Provided data:
+ + + + + + +

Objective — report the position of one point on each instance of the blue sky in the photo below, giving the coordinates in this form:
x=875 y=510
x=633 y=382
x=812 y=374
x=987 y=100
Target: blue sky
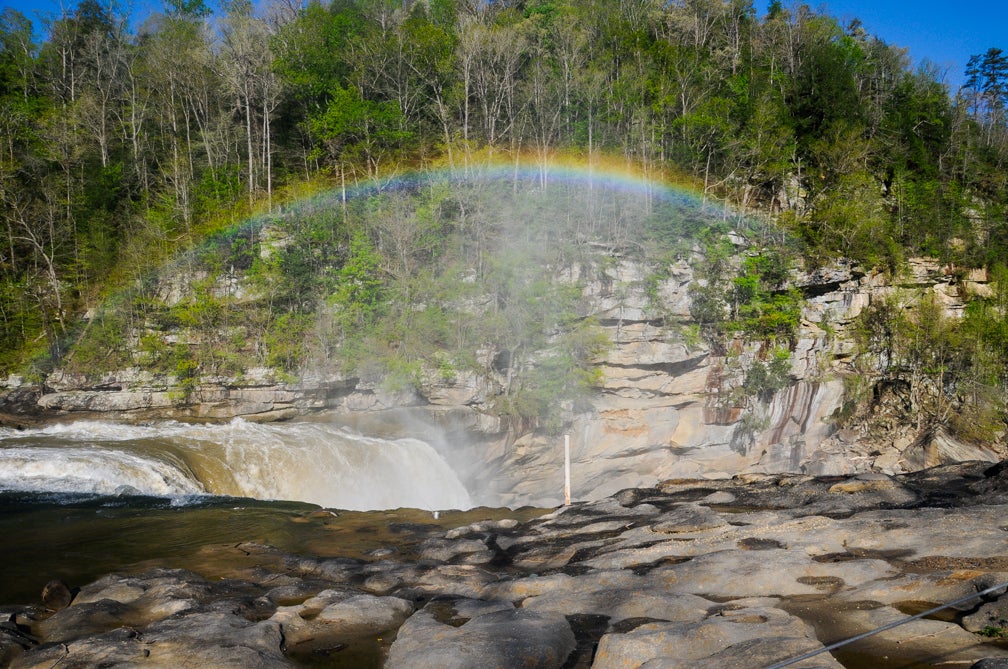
x=945 y=32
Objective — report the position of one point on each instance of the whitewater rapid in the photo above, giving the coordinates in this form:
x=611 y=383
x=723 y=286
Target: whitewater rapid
x=318 y=462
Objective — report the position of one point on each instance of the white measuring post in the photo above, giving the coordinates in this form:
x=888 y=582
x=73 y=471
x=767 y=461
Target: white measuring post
x=567 y=470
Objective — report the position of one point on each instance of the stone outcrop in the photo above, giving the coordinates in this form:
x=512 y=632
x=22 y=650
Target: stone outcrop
x=661 y=412
x=744 y=572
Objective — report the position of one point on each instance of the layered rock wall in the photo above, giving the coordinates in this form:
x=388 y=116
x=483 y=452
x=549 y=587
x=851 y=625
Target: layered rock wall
x=663 y=411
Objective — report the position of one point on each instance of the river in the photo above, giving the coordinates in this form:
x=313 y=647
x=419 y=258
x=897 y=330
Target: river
x=84 y=499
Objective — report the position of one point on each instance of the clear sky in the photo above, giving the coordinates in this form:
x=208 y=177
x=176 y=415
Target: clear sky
x=947 y=33
x=943 y=32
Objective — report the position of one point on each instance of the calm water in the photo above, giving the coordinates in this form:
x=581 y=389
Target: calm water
x=82 y=500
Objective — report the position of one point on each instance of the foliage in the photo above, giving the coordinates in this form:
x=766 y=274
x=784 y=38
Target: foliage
x=122 y=148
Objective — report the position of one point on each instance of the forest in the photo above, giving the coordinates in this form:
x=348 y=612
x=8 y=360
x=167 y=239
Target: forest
x=128 y=140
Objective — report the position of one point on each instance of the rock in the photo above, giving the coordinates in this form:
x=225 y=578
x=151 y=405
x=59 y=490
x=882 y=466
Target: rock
x=501 y=639
x=56 y=595
x=732 y=637
x=13 y=642
x=991 y=618
x=688 y=518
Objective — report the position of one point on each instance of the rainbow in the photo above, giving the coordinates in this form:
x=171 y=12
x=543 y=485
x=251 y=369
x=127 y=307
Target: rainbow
x=603 y=171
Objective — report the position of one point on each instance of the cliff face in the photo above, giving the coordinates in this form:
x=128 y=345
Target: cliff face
x=664 y=410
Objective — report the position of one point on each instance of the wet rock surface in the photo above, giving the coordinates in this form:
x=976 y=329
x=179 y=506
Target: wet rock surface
x=744 y=572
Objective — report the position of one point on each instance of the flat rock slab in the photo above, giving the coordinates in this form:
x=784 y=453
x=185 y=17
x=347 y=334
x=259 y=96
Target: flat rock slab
x=690 y=573
x=498 y=640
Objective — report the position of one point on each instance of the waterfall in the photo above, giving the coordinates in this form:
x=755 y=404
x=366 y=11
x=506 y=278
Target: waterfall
x=318 y=462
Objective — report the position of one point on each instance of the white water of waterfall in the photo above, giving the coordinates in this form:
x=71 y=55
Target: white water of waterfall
x=318 y=462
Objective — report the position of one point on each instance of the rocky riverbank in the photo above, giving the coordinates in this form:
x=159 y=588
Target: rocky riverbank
x=742 y=572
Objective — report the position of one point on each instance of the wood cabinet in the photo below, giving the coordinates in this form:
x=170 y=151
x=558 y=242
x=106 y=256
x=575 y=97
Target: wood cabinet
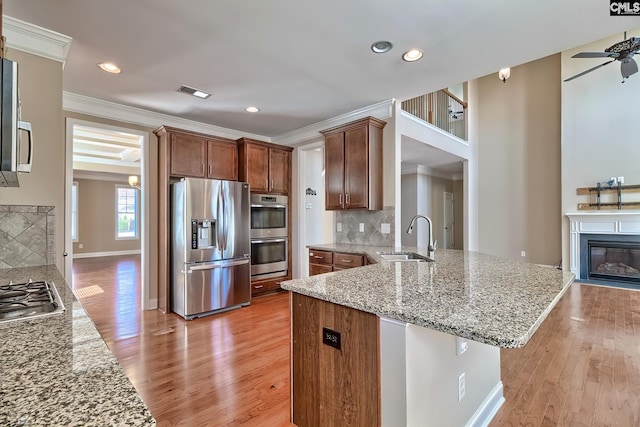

+ + + + + + +

Using the data above, return each line that includes the word "below".

Answer box:
Objective — report the position of one point on each instance of the blue sky in the photo below, giving the coordinates in this form:
Objective — report the position of one point on each instance of the wood cabinet in the photo below, giving the coordinates in this form:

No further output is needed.